◆ Exercise instructions
Take the entries below and reproduce them word for word.

◆ Entries supplied

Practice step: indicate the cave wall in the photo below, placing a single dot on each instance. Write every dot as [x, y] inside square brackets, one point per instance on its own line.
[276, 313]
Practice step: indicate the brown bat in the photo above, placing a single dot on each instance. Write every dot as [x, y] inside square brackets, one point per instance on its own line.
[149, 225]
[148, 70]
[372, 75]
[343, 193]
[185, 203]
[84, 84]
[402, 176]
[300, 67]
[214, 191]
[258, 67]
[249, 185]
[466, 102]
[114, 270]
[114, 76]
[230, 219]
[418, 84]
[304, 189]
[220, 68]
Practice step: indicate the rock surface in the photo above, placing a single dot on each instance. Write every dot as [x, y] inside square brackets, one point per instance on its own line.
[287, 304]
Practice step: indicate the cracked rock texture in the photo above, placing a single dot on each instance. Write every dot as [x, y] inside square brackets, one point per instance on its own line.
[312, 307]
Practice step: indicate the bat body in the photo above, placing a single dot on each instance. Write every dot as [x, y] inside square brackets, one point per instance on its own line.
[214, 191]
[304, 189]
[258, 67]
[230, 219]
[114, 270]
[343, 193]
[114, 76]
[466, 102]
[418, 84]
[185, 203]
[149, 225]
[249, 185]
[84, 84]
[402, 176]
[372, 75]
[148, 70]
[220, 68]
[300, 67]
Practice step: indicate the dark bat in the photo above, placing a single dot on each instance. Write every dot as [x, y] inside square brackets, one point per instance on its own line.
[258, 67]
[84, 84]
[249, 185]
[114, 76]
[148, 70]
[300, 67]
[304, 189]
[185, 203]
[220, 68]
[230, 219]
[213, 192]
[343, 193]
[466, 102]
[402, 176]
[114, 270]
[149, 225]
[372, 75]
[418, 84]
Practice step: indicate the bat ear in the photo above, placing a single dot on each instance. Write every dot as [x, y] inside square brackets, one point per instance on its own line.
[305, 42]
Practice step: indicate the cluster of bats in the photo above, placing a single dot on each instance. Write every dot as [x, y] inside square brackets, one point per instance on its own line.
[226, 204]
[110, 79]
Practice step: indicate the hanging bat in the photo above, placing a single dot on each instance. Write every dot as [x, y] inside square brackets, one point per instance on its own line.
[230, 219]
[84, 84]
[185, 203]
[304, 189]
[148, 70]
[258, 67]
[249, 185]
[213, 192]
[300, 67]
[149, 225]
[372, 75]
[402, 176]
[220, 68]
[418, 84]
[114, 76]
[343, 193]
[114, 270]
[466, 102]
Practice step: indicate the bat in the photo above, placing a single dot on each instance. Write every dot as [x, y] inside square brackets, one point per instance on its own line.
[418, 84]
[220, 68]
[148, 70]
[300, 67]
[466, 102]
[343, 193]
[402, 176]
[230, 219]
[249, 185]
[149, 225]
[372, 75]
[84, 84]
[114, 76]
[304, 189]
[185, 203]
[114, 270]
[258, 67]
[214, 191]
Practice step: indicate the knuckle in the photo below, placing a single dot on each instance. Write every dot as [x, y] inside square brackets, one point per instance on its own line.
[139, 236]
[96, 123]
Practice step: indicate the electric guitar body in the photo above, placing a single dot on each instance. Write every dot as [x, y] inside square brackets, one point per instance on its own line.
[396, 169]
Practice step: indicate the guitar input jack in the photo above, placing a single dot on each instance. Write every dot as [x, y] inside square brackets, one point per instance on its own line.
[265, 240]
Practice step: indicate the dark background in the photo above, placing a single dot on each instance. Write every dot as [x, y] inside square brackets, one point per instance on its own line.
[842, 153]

◆ Expected output
Practice step: indicate the cave wall in the photo below, placing a single dot on each instance. Write every dot as [x, y] inside square brackets, one point per instance on its own line.
[276, 313]
Practice step: indicate the brown bat in the photo above, placing a single dot on each instance. Write every dot as [x, y] inside square brackets, one point per instance on its own line.
[149, 225]
[148, 70]
[372, 75]
[343, 193]
[185, 203]
[84, 84]
[402, 176]
[300, 67]
[214, 191]
[258, 67]
[249, 185]
[466, 102]
[114, 270]
[114, 76]
[230, 219]
[418, 84]
[304, 189]
[220, 68]
Practice step: indicate the rock surface in the photo above, placing a single dot on each instance. Write every dot as [x, y] inside square brackets, one point per instance on its own line.
[287, 304]
Practice step: indicate the cracked rock texture in the photo above, placing a single dot on each instance. Write every dot as [x, y] inside square brackets, one point per instance on its own line.
[312, 307]
Practice step: indicate the bat body in the photo above, placing a single dot on each instance. Write every dot as [x, y] inside square brackets, one point per instance on its own line.
[214, 191]
[304, 189]
[258, 67]
[230, 219]
[114, 270]
[343, 193]
[114, 76]
[466, 102]
[418, 84]
[185, 203]
[149, 225]
[249, 185]
[84, 84]
[402, 176]
[372, 75]
[148, 70]
[220, 68]
[300, 67]
Practice step: indicate the dark bat in the photo above, placing a single dot on each instance. Write every dot as [x, y] inside square brackets, one point per instance on its own line.
[258, 67]
[84, 84]
[249, 185]
[114, 76]
[148, 70]
[300, 67]
[304, 189]
[185, 203]
[220, 68]
[230, 219]
[213, 192]
[343, 193]
[466, 102]
[402, 176]
[114, 270]
[149, 225]
[372, 75]
[418, 84]
Practice step: indicate the bat ear in the photo above, placing a single dot on each instance. Write every dot as [x, y] inside square brackets, one point per instance on its own line.
[305, 42]
Practice step: indicate the cluster of bats in the photo above, placing a single dot on each instance. Write every dot as [x, y] inside square brackets, one point per instance on its own line.
[226, 204]
[110, 79]
Practice step: indicate the hanging bat in the photo above, placing a single dot on each instance. Write every dot as [x, y] inside square brackets, one point per instance on its own line.
[230, 219]
[84, 84]
[185, 203]
[304, 189]
[148, 70]
[258, 67]
[249, 185]
[213, 192]
[300, 67]
[149, 225]
[372, 75]
[402, 176]
[220, 68]
[418, 84]
[114, 76]
[343, 193]
[114, 270]
[466, 102]
Practice step: indicate the bat in the photo above, placing a single dot on each instance. Write every dot as [x, y] inside square brackets, one point per instance on its own line.
[418, 84]
[220, 68]
[148, 70]
[300, 67]
[466, 102]
[343, 193]
[402, 176]
[230, 219]
[249, 185]
[149, 225]
[372, 75]
[84, 84]
[114, 76]
[304, 189]
[185, 203]
[114, 270]
[258, 67]
[214, 191]
Practice step: indicate the knuckle in the photo below, placing a single dot on each instance. Write every dot as [x, y] inside square brackets, one point per instance on its own line.
[139, 236]
[96, 123]
Practice step: indicate the electric guitar body in the photo above, placing a single dot on each instance. Write every dot as [x, y] inside square brackets, one point per instance on its own line.
[396, 169]
Practice step: indicate the guitar input jack in the photo above, placing a single dot on each instance. Write every dot as [x, y] inside square brackets, one point per instance on its own line.
[265, 240]
Practice step: indicate the dark background in the photo above, placing a single dot on each instance. Write every dot as [x, y] inside square brackets, one point per instance on its own line.
[842, 153]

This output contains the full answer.